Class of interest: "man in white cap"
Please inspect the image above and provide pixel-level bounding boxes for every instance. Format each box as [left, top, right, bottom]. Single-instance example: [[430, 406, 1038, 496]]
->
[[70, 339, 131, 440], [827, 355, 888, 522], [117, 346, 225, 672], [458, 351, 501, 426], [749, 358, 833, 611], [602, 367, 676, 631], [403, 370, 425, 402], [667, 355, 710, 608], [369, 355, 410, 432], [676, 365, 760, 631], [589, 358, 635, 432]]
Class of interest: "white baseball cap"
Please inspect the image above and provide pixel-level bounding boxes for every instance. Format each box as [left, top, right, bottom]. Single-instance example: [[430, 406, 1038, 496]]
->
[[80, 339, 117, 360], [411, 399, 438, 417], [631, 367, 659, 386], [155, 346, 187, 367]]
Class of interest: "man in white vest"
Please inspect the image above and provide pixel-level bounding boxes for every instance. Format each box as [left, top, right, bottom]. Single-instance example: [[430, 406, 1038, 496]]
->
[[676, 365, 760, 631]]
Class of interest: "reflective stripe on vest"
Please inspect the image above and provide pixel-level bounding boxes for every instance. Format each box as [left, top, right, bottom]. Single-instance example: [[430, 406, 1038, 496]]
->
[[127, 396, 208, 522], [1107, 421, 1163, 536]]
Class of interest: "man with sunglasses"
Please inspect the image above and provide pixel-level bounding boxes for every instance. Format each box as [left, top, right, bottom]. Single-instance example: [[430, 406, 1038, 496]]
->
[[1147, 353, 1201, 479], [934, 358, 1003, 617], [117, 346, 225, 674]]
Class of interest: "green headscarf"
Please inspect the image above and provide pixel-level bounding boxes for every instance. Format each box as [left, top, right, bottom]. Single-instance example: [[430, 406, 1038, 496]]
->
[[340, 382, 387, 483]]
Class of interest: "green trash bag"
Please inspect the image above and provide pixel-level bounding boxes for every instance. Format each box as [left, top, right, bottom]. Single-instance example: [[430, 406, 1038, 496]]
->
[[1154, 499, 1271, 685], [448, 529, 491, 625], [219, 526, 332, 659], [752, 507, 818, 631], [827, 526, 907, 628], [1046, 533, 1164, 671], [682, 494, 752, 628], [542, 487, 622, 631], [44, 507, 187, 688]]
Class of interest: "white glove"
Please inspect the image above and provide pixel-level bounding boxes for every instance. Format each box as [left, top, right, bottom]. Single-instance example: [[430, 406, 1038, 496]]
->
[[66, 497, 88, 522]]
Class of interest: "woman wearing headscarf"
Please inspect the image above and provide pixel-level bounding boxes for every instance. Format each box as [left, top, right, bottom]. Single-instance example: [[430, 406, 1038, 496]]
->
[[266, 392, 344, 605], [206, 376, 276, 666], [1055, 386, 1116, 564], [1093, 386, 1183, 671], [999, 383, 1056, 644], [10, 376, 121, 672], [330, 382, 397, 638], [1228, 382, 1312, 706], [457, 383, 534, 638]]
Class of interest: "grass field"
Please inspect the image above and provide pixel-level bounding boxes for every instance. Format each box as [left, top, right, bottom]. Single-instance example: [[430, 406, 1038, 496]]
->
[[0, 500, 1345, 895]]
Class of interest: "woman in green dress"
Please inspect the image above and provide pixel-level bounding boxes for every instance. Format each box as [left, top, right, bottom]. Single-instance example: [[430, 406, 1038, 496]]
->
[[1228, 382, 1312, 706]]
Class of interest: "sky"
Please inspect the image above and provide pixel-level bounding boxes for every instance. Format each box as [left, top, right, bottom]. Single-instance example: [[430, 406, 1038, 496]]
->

--------------------

> **Problem description**:
Quote the entire listing above word for word, from the first line to the last.

> **Full output**:
Class of interest: "man in white cap"
Please inspect the image above and provide pixel-level bounding boxes for every instance. Format each box as [left, top, right, bottom]. Single-instance example: [[430, 406, 1038, 496]]
->
[[70, 339, 131, 440], [827, 355, 888, 522], [117, 346, 225, 672], [458, 351, 501, 426], [749, 358, 833, 611], [602, 367, 676, 631], [403, 370, 425, 402], [667, 355, 710, 608], [369, 355, 410, 432], [676, 365, 760, 631], [589, 358, 635, 432]]
Class of interest: "white baseball cap"
Please inspect the image above and provide pixel-level bounding boxes for every instance. Format each box as [left, top, right, bottom]. Single-instance example: [[430, 406, 1038, 496]]
->
[[80, 339, 117, 360], [411, 399, 438, 417], [631, 367, 659, 386], [155, 346, 187, 367]]
Class of interest: "man in white vest"
Please inspect the image above and provide pixel-level bounding boxes for every instance. Format each box as [left, top, right, bottom]. Single-instance example: [[430, 406, 1038, 496]]
->
[[676, 365, 760, 631]]
Class of interest: "reflective stripe on vest"
Please inspect the image above and provide pixel-level bounding boxes for every instance. Format each box as [left, top, right, bottom]. Single-instance example: [[430, 406, 1038, 496]]
->
[[127, 396, 208, 522], [1107, 421, 1163, 536]]
Class of interest: "man with sunglasses"
Please inspect the image above and provide pixel-level bounding boxes for every instance. Format each box as [left, top, right, bottom]. Single-instance example: [[430, 406, 1038, 496]]
->
[[1147, 353, 1201, 479], [934, 358, 1003, 617], [117, 346, 225, 674]]
Class of interest: "green headscarf"
Please inspect the image above and provide pixel-level bounding boxes for every instance. Format each box as [left, top, right, bottom]. Single-instance example: [[430, 406, 1038, 496]]
->
[[340, 382, 387, 483]]
Class of interest: "green trash bag"
Please inspect the image above and provide pixel-level bounding boxes for every instance. Format each box as [left, top, right, bottom]. Single-instance example: [[430, 406, 1038, 496]]
->
[[1154, 499, 1271, 685], [448, 529, 491, 625], [219, 526, 332, 659], [752, 507, 818, 631], [827, 526, 907, 628], [1046, 533, 1164, 671], [682, 494, 752, 628], [542, 487, 622, 631], [44, 507, 187, 688]]
Class of interest: "white glove"
Please inspect the image above and provide pixel-level bounding boxes for every instance. Format each box as [left, top, right, bottom]. Single-instance example: [[430, 406, 1038, 496]]
->
[[66, 497, 88, 522]]
Class of interest: "woman wearing headscarf"
Please inspect the image above and provide pixel-level bounding boxes for every instance. Format each box as [left, top, right, bottom]. Single-instance example: [[430, 406, 1038, 496]]
->
[[266, 392, 344, 605], [206, 376, 276, 666], [1055, 386, 1116, 564], [1093, 386, 1183, 671], [999, 383, 1056, 644], [10, 376, 121, 672], [330, 382, 397, 638], [1228, 382, 1312, 706], [457, 383, 534, 638]]
Class of interest: "grass field"
Please inspect the image above and provide pixel-level bounding boxes for every instance. Format each box as [left, top, right, bottom]. Single-instance example: [[430, 406, 1038, 496]]
->
[[0, 500, 1345, 895]]
Class of interest: "woman in green dress"
Please inspect the image above and provide pixel-level bounding boxes for every instance. Format each box as [left, top, right, bottom]. Single-instance example: [[430, 406, 1038, 496]]
->
[[1228, 382, 1312, 706]]
Class of interest: "sky"
Please inspect the image above and provide pixel-level bounding boxes for every instance. Format each box as [left, top, right, bottom]. Single-instance example: [[430, 406, 1038, 496]]
->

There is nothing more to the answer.